Point labeling dataset excerpts.
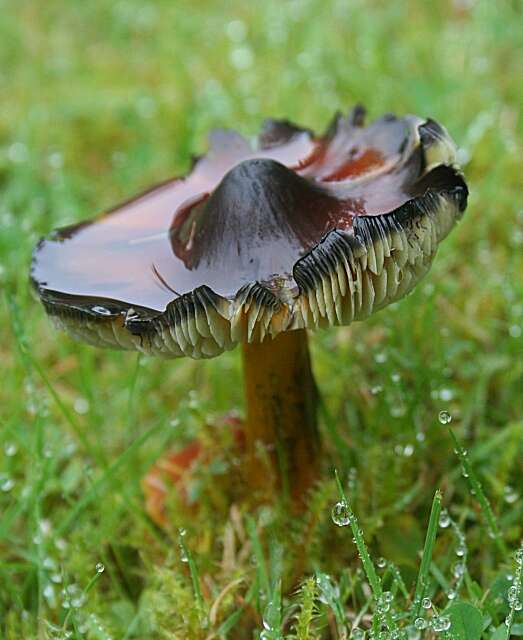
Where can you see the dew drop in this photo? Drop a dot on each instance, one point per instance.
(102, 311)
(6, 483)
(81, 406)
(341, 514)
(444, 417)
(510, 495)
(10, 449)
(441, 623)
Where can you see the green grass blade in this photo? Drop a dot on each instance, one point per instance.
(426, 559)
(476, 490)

...

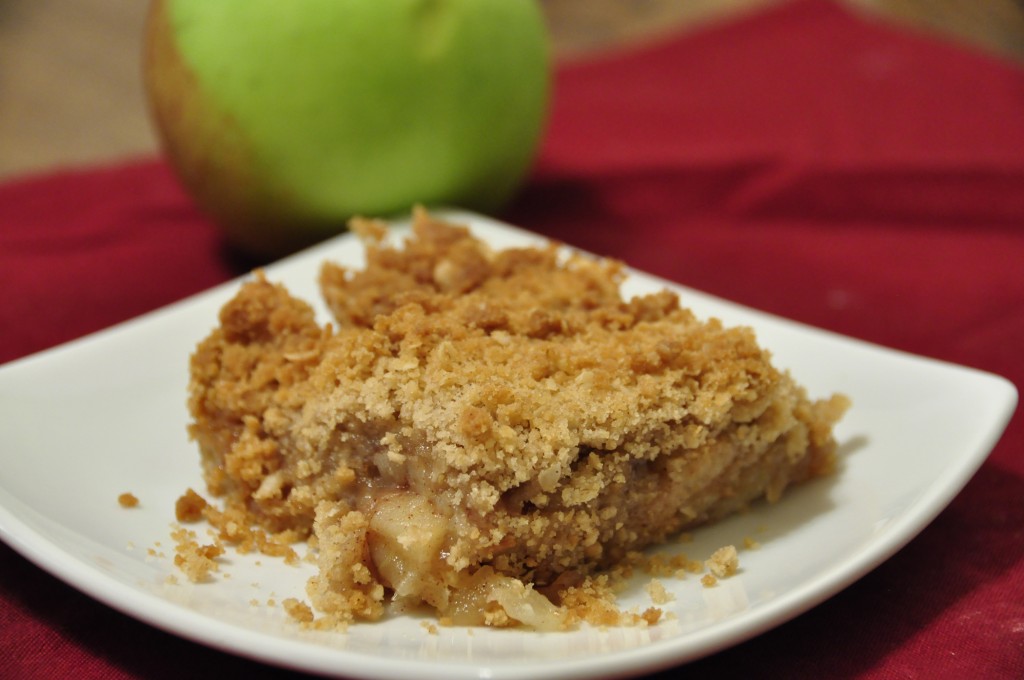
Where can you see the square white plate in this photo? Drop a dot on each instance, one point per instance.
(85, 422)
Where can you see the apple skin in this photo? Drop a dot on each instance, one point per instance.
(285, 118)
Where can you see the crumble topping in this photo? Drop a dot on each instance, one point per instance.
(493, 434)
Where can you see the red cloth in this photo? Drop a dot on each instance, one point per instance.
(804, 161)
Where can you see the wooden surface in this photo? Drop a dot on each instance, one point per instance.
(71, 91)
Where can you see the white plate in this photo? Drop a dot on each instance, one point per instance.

WHAT TO DO. Copy everything from the line containing "Where can you see the wooden" down to the line containing "Where can you see the white", substituting "Place a mark" for "Drop a dot" and leaving all else unchanged. Give only those lines.

SOLUTION TO THIS EXERCISE.
Where can you see the wooden surface in this photo? Place a mark on each instance, one point per instance.
(71, 91)
Where can you see the white plate in this photo? Place a mark on each instance, one point per instance.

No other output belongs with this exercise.